◆ **Directive**: Transcribe every entry word for word. Skip the pictures.

◆ **Supplied information**:
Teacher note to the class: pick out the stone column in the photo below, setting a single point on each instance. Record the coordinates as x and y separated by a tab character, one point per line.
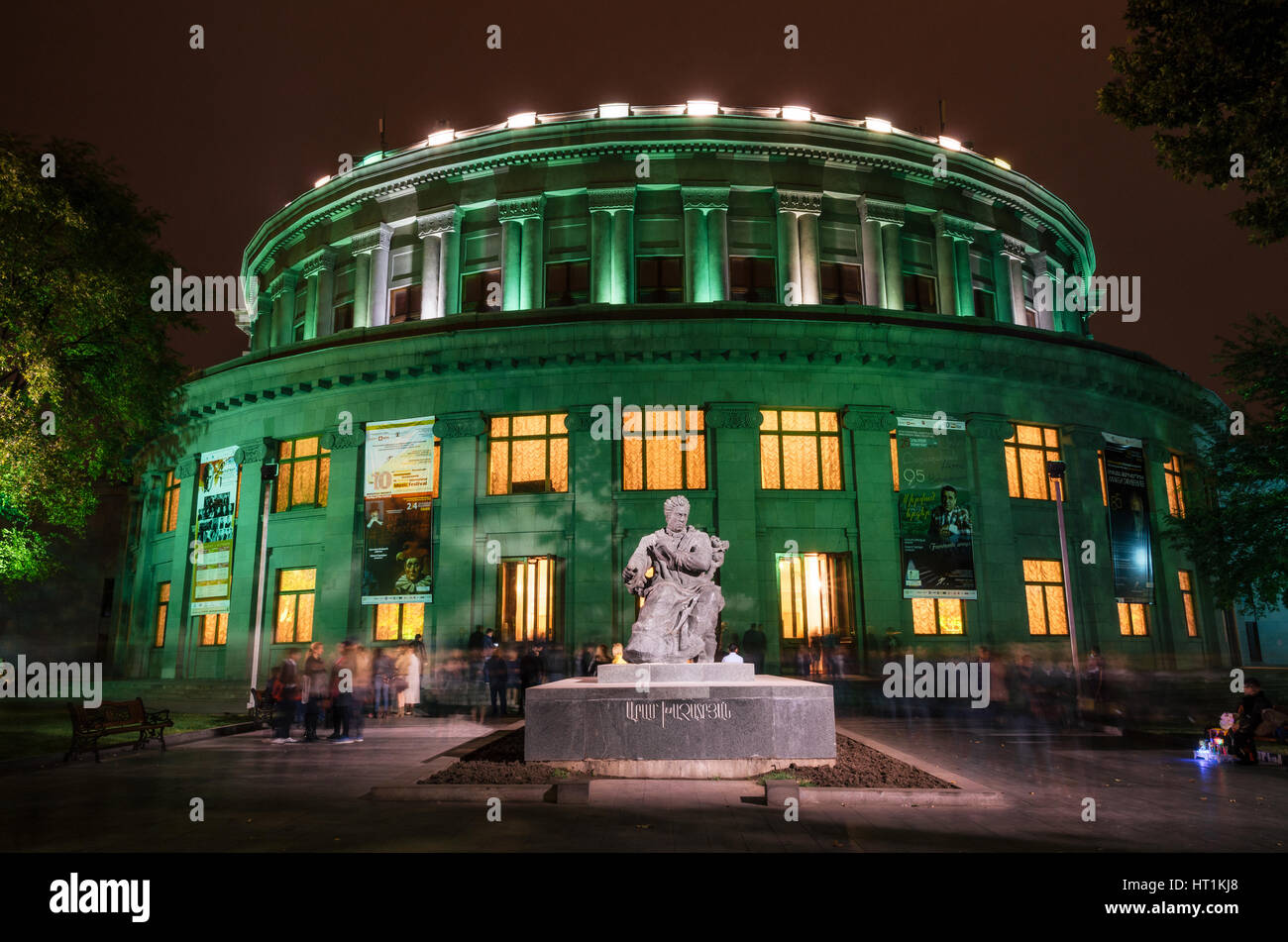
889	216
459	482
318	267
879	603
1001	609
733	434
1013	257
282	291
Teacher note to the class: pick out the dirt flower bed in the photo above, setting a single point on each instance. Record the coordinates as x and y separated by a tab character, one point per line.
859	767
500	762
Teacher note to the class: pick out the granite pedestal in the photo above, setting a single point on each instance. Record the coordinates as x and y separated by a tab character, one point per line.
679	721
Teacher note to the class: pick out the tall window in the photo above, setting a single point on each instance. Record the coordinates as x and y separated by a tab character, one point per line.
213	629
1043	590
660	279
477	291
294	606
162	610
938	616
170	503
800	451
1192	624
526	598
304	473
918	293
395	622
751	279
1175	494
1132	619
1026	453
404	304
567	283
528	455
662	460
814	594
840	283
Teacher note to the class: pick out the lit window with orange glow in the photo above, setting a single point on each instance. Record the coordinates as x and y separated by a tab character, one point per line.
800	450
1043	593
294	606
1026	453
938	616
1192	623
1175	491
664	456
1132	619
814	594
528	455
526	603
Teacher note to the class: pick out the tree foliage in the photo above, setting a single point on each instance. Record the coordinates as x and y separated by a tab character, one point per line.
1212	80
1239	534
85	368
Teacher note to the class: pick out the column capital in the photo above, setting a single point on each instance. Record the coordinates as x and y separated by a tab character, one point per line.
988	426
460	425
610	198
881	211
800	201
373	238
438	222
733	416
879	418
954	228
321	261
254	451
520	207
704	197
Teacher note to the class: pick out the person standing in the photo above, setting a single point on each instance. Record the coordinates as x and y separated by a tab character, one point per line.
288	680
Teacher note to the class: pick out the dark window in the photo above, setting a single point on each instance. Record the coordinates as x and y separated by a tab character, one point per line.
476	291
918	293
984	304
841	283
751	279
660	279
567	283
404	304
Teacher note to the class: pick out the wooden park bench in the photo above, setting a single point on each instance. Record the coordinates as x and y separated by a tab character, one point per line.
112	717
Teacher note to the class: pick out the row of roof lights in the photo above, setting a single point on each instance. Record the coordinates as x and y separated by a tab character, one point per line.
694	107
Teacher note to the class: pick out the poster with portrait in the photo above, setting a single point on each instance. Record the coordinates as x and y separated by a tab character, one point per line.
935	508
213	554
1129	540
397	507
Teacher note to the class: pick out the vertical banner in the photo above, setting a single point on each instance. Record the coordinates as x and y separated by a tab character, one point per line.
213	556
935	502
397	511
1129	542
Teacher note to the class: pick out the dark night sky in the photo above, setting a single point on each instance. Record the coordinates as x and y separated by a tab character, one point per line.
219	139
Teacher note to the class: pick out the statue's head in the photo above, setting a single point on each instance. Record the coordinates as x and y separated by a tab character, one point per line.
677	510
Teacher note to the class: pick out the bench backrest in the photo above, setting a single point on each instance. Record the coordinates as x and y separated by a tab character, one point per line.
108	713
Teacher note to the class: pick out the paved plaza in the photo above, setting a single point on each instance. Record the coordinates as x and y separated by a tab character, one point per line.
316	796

◆ **Solution below**:
Teacher note to the class: pick out the stone column in the photo below, setting a single point on each instance. Record the coordinates as x and y separated by a tab character, one point per line.
889	216
459	482
318	267
879	603
1001	609
733	434
1013	257
282	291
Teacher note to the class: pick out the dirt flower bed in the photo above, setting a single point on each instance. Record the coordinates as x and y separated by a tab character, one point per line.
859	767
500	762
Teacher note to the class: pick out the granite pedestal in the photo above, setting a single point on each instance. Record the coordinates as x and y separated by a tab character, one point per line.
679	721
Teacher note to the class: pick out the tall window in the photo above, setting a single point on each instance. Record the coordinates as x and y separated by a tab character, one point per line.
213	629
1043	590
660	279
477	291
294	606
162	610
938	616
170	503
800	451
1192	624
526	598
304	473
918	293
395	622
751	279
1175	494
1132	619
1026	453
404	304
567	283
528	455
662	460
814	594
840	283
Teacher note to the class: pick out the lit window with orange glow in the photo above, setting a single point on each instance. Record the coordinates as x and y separated by a tab character, one point per line.
800	450
1043	593
294	606
1026	453
938	616
1192	623
1175	491
664	456
1132	619
814	594
528	455
526	603
Teacher note to the class: pick out the tree foliage in the photo above, setting a single point on each instance. Record the coordinates as x and y separated by a tab character, one point per line.
1212	80
1239	534
85	368
Teacher note to the class: pick out the column capital in the photo above, setting a single point on each instance. Record the coordinates as x and y separated by a tab character, one point per line.
988	426
460	425
610	198
881	211
800	201
373	238
438	222
733	416
879	418
954	228
321	261
254	451
520	207
704	197
Teacher note to the class: pick out the person standing in the photo above, setting a single point on each instance. Record the coordinates as x and y separated by a tab character, one point per line.
288	680
Teacher note to the class: pick out the dark window in the photo above, setting a single point on each instance. Record the coordinates as x and y separated by a tab character, one point per line.
476	291
918	293
984	304
841	283
751	279
660	279
567	283
404	304
Teacher note to the class: pick out the wooden park bench in the photo above, setting a single point on each instance. Record the coordinates as x and y separated by a tab character, one point per line.
112	717
Teacher note to the class: pick out the row of roof lights in the photo above, setting a single point on each instance. Record the coordinates as x and y separated by a tab character, one point per line.
694	107
Teacher note to the class: pick out the poster with portrait in the photo above, setting a single point on each instance. Record the coordinates as x and y separated by a tab character, one point per line.
935	508
213	554
1129	540
397	507
Teacher note to the class: pick out the vertical banner in the photo above, setting a single point on each instance. Record the coordinates as x and y separated by a tab character, one point per line.
213	556
935	502
397	511
1129	542
Teacher note to the class: pick out the dark night sky in the photo above, setting a single point on each instance. Record the coordinates as x and y separated by a tab character, one point per line.
219	139
Teacher note to the class: pick out the statue's head in the photo above, setting a single point on each instance. Record the coordinates as x and y separated by a tab character, one point per line.
677	510
Teacher note to the class: pick out the bench backrest in the photo above, setting a single point on each instance. Record the coordinates as x and y separated by a tab character, one point per line.
108	713
Teacher note to the class: pick out the paved plaza in the photo above, setting a single point on each instance. Record the coordinates as x and y separated by a tab character, one point per line.
316	796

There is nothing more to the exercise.